FRAGMENTO DE LECTURA:
3. Algunas clásicas opciones clasemedieras de ocupación en cuarentena: a) limpiar minuciosamente el refrigerador, desempolvar, ordenar el closet y clasificar libros, revistas y películas (la app gratuita libib puede ser de asistencia); b) leer alguno de los cientos de libros largos que no habíamos leído porque no teníamos el tiempo para hacerlo (novelas mencionadas con frecuencia: En busca del tiempo perdido de Proust; Guerra y paz de Tolstoy; Felipe Delgado de Saenz); c) o, rendidos a las gozosas devastaciones del binge watching, darle duro a las series de Netflix y Amazon; d) o empezar a escribir ese relato policial que teníamos pendiente y dándonos vuelta en la cabeza hace años. Etc.

4. Los condenados a muerte en Estados Unidos tienen el derecho a una “última cena”, celebrada uno o dos días antes de su ejecución por inyección letal o silla eléctrica. Pueden pedir lo que quieran, aunque con un límite en el costo y con la excepción de bebidas alcohólicas y tabaco. Sin ya tiempo para más comidas que esa, los presos escogen aquella a la que quieren regresar por última vez. En general, estos modestos banquetes finales tienden a honrar la mejor comida chatarra. John Wayne Gacy, por ejemplo –condenado a muerte por 33 asesinatos– pidió en 1994 un balde de pollo KFC (“receta original”), 12 camarones, papas fritas y una libra de frutillas frescas. Ted Bundy, condenado por más de 35 asesinatos, decidió en 1989 no pedir nada, pero le dieron de todas formas la “comida especial” estándar del sueño americano, una especie de desayuno en esteroides: un bife inmenso (término medio), tres huevos fritos, papas fritas al estilo hash browns, tostadas con mantequilla y mermelada, jugo de naranja y leche. Hay también los minimalistas:  Victor Feguer –condenado por secuestro y asesinato– pidió en 1963 una sola aceituna negra, con pepa; y Timothy McVeigh –condenado por 168 muertes– pidió en 2001 un litro de helado de menta con chispas de chocolate.

5. Tal vez otra forma de combatir el estrés y ocupar este tiempo sea esa: imaginar que ya se nos acabó y que nuestros consumos culturales en estos días serán los últimos. ¿A qué libros queremos volver antes de morir? ¿A qué películas? ¿A qué música? ¿Jugando qué juego de video nos encontrará la peste?

LISTA DE REGISTROS:
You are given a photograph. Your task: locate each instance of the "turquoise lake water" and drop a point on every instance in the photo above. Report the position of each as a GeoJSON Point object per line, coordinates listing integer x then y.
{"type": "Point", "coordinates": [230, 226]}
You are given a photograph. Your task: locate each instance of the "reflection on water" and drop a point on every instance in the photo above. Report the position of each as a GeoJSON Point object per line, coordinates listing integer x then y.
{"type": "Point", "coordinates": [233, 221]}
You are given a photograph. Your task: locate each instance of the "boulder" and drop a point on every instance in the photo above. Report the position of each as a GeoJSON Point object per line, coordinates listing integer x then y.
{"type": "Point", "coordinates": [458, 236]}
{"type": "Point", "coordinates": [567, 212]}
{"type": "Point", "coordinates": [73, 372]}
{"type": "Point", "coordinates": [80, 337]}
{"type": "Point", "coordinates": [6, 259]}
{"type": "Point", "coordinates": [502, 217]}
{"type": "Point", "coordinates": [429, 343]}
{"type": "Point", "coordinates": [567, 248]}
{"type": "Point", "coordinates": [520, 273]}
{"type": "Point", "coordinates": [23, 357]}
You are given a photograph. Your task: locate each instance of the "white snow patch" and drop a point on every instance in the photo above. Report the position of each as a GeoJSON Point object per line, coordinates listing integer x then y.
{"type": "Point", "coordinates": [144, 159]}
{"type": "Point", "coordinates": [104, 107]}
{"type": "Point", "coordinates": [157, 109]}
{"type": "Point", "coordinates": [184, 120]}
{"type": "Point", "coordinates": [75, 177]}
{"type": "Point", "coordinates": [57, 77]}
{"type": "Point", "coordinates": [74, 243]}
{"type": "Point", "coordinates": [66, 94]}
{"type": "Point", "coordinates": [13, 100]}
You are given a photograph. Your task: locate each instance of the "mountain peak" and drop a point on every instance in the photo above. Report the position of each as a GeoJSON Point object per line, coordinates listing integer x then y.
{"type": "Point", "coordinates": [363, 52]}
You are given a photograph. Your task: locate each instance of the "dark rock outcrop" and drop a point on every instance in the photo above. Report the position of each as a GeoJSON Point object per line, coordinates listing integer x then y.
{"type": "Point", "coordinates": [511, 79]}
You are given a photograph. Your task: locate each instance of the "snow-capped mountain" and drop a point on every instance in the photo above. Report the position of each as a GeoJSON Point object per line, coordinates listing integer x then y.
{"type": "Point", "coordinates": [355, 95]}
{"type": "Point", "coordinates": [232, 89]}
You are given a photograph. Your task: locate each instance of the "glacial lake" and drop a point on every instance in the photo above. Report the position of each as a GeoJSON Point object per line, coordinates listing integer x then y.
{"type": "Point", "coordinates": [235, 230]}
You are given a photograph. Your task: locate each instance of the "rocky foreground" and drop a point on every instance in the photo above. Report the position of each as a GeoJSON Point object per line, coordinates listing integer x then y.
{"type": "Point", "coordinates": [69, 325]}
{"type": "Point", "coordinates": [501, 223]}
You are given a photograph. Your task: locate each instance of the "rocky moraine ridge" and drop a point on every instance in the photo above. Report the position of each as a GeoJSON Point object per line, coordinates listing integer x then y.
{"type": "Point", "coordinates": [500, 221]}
--
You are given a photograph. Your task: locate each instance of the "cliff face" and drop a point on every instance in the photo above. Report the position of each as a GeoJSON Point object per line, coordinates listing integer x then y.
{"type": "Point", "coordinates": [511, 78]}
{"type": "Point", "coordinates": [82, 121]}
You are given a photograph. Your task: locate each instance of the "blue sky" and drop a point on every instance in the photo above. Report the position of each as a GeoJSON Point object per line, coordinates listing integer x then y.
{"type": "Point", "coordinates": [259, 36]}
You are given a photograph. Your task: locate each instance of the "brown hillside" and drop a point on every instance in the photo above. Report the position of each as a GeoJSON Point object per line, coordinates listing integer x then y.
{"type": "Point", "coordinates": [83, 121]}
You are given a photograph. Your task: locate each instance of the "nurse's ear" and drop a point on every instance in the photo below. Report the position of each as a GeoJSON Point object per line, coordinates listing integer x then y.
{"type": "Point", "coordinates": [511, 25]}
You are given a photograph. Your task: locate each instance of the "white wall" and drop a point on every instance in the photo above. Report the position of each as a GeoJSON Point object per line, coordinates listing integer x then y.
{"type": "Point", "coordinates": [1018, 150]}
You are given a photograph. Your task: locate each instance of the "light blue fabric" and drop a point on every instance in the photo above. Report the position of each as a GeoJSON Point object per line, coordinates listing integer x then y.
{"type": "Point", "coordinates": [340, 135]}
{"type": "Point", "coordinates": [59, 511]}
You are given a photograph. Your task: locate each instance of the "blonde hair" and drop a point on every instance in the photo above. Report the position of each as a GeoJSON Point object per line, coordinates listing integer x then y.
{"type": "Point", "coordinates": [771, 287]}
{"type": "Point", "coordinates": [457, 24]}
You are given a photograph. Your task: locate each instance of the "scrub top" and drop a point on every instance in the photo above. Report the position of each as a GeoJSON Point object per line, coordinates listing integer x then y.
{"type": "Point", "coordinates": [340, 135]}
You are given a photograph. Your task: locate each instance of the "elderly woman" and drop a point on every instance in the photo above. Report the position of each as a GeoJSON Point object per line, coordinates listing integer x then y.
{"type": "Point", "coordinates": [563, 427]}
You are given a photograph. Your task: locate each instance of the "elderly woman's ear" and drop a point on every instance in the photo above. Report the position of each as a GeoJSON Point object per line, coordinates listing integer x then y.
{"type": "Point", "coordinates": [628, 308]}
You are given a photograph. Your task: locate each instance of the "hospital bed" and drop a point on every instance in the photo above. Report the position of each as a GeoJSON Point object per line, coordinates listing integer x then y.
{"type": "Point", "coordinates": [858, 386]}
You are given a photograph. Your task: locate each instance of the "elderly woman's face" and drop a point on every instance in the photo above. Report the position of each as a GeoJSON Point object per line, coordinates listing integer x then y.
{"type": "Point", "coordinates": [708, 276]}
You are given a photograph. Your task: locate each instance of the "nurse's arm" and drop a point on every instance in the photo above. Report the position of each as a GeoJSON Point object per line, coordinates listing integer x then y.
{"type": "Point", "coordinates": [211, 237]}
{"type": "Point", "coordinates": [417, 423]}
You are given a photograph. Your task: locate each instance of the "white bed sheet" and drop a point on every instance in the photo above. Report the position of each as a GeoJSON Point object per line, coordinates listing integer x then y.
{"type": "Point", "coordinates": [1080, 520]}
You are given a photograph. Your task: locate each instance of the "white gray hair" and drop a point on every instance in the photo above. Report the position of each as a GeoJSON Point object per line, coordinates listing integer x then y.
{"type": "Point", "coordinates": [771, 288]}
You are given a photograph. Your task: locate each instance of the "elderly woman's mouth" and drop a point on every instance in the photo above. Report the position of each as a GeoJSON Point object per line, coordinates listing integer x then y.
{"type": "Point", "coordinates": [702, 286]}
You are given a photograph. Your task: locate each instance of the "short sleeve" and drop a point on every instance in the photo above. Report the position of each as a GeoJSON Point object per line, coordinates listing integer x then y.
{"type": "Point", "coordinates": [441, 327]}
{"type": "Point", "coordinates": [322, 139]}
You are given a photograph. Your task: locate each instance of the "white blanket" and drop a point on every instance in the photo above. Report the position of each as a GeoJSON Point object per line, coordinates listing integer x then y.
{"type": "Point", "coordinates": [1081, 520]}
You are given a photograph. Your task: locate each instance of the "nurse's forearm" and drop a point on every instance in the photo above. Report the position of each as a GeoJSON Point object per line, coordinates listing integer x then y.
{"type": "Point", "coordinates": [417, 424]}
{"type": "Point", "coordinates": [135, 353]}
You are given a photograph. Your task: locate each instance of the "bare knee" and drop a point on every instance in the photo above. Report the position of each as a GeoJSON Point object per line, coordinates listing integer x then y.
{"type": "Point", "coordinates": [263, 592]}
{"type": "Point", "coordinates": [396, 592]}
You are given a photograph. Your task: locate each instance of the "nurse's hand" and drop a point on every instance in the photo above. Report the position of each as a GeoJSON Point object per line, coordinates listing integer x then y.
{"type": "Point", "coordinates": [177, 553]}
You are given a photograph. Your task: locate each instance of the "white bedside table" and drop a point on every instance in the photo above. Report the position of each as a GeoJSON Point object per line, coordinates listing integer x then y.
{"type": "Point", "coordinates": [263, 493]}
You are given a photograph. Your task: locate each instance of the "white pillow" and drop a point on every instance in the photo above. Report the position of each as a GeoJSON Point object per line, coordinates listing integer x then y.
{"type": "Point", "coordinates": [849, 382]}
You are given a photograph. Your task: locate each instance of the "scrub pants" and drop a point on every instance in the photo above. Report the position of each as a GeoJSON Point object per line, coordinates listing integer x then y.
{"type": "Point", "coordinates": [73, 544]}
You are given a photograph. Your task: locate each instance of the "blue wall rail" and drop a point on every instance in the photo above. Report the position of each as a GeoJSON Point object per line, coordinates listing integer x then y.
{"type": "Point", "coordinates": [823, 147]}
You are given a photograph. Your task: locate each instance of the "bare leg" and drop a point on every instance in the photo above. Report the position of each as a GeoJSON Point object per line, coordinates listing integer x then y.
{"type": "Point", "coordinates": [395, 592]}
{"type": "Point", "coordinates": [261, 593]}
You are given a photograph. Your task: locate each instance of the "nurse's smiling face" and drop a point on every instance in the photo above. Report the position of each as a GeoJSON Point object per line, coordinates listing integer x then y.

TU OBJETIVO:
Copia tal cual el pasaje del fragmento de lectura que va desde "3. Algunas clásicas" hasta "hace años. Etc.", ambos incluidos.

RESULTADO DEL EJERCICIO:
3. Algunas clásicas opciones clasemedieras de ocupación en cuarentena: a) limpiar minuciosamente el refrigerador, desempolvar, ordenar el closet y clasificar libros, revistas y películas (la app gratuita libib puede ser de asistencia); b) leer alguno de los cientos de libros largos que no habíamos leído porque no teníamos el tiempo para hacerlo (novelas mencionadas con frecuencia: En busca del tiempo perdido de Proust; Guerra y paz de Tolstoy; Felipe Delgado de Saenz); c) o, rendidos a las gozosas devastaciones del binge watching, darle duro a las series de Netflix y Amazon; d) o empezar a escribir ese relato policial que teníamos pendiente y dándonos vuelta en la cabeza hace años. Etc.